OK, that may be a big call, as there is not one “silver bullet” to solve this country’s perceived Campylobacter on chicken problem, as there are many facets to it. But, the technology to substantially reduce the amount of it present on the fresh chicken sold to consumers is available, has been well proven, and can be easily integrated into the chicken processors production lines.
Developed in Denmark (which interestingly has very similar serotypes of Campy as NZ) by a government affiliated research company, the technology – known as Sono-Steam, utilises a clever combination of steam and ultrasound to quickly kill bacteria on the surface of the chicken carcase just prior to packing (see here for a technical explanation). Because it is so effective the treatment time is only 1-2 seconds per bird, so can be performed in-line at speeds that are more than equal to the fastest processing line in NZ.

**Provided data**
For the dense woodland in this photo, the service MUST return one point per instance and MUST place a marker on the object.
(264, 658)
...
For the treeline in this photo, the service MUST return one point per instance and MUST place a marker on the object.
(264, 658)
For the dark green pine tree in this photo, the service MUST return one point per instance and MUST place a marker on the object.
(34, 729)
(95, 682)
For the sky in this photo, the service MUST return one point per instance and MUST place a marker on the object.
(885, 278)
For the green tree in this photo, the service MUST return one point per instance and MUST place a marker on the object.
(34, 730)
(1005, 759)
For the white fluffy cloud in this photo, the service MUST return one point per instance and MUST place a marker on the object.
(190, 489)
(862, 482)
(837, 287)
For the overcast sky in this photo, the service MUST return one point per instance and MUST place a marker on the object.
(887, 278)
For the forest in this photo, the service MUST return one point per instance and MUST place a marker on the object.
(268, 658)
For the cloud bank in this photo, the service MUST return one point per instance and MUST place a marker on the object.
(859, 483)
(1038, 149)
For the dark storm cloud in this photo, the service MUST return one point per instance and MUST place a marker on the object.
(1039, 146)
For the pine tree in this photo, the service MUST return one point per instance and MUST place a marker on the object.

**Exercise set**
**A)** How would you put this sentence from the passage on Campylobacter in chicken into Spanish: "Because it is so effective the treatment time is only 1-2 seconds per bird, so can be performed in-line at speeds that are more than equal to the fastest processing line in NZ."
**B)** Could you carry on the passage about Campylobacter on chicken, picking up after its final sentence?

**Activity answers**
**A)** Como es tan eficaz, el tiempo de tratamiento es de solo 1-2 segundos por ave, por lo que puede realizarse en línea a velocidades más que equivalentes a las de la línea de procesamiento más rápida de NZ.

**B)**
This technology has been in testing for over three years and is now used in commercial production situations, with nearly 4 million birds being treated by it every week in the UK alone. The Sono-Steam treatment consistently delivers up to an 80% reduction of Campylobacter, which allows poultry companies to deliver safer products to their customers without treating them with chemical during the process, which is illegal in the EU – unlike in this country which routinely submerges the chickens in sodium hypochlorite solution, and sprays them with acidified sodium chlorite.
As many have pointed out in social media, the “problem” would not exist if everyone just handled their raw chicken correctly and cooked it properly. That is true, but since that is not likely to become a reality anytime soon, it is in the poultry industries best interests to make their products as safe as possible, to avoid alarmist news articles with distorted figures from turning consumers away from chicken meat, due to the perceived safety risks.